Athletics News

What makes a great race?

What makes a great race?

Ben Bloom argues it’s not the clock that counts, but rather the people taking part, when it comes to creating the finest sporting moments

Any athletics fan with access to the internet will have seen and heard it. “UCC from the depths of hell are powering through,” shrieks the commentator – regular AW contributor and all-round athletics expert Cathal Dennehy – his voice reaching octaves previously thought out of human range in sheer disbelief at future Olympian Phil Healy streaking down the finishing straight to claim one of the most remarkable 4×400 metres comeback victories of all time.

Dating back to 2016, it is a wonderful clip that travelled worldwide, going viral online at the time and on countless occasions since.

Ask anyone what event it is from (the Irish Universities Championships) and the chances are they will not know. Ask them who UCC are (University College Cork) and they will almost certainly have no idea. Ask them what the winning time was and prepare to be terrified if they know the answer because the footage of the race did not even feature a clock on screen.

Yet those three things were entirely irrelevant. Here was perfect proof that, for all of athletics’ fixation with numbers, they can be superfluous in creating sporting drama.

It was to the iconic “depths of hell” video that my mind wandered when Femke Bol anchored the Netherlands to an astonishing mixed 4x400m Olympic gold on the second night of track action in Paris.

So, too, when Noah Lyles triumphed in the 100m in a thrilling blanket finish. And when Cole Hocker produced an epic 1500m upset, hugging the inside rail to thwart Josh Kerr and Jakob Ingebrigtsen’s quest for glory.

In creating and promoting his controversial Grand Slam Track competition, which launches next year, Michael Johnson has somewhat laboured the point that he does not care about athletes breaking records when competing in his lucrative creation. Go on the competition’s website and you will find talk of “head-to-head match-ups… rivalries… [and] storytelling”.

Not numbers.

Of course, these will be the finest short and middle-distance runners on the planet, a million miles away from Ireland’s Class of 2016 university students, ensuring that fast times are a natural by-product. But the focus will be on winning and winning alone.

So, what constitutes a great race? Why, as a British athletics writer and fan, was I infinitely more excited before the men’s Olympic 1500m final than the women’s 800m final?

* **Records shown**
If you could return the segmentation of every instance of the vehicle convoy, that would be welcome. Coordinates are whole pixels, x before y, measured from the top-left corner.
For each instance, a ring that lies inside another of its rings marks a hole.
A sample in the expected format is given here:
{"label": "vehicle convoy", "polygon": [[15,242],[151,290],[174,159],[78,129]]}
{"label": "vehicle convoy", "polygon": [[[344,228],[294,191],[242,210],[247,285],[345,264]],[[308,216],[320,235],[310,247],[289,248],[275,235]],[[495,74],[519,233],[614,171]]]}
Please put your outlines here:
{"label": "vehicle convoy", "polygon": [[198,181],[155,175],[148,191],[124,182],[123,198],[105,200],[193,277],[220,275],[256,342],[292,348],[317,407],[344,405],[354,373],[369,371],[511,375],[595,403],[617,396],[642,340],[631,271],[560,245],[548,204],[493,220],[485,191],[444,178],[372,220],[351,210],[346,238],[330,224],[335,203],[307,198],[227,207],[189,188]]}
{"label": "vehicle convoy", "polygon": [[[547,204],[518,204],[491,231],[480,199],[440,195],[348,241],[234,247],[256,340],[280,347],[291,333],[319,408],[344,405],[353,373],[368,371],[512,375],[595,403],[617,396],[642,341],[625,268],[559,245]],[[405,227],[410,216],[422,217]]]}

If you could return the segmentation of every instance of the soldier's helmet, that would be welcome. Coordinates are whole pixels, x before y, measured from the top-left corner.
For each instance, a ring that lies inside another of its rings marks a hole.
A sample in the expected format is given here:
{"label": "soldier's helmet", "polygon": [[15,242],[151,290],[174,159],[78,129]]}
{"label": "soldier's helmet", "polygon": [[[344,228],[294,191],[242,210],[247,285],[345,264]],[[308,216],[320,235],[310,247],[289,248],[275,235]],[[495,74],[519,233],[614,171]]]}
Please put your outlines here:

* **Problem statement**
Reproduce the stretch of the athletics article from "Of course, these" through "and winning alone.", replacing "university students" with "college athletes".

* **Task answer**
Of course, these will be the finest short and middle-distance runners on the planet, a million miles away from Ireland’s Class of 2016 college athletes, ensuring that fast times are a natural by-product. But the focus will be on winning and winning alone.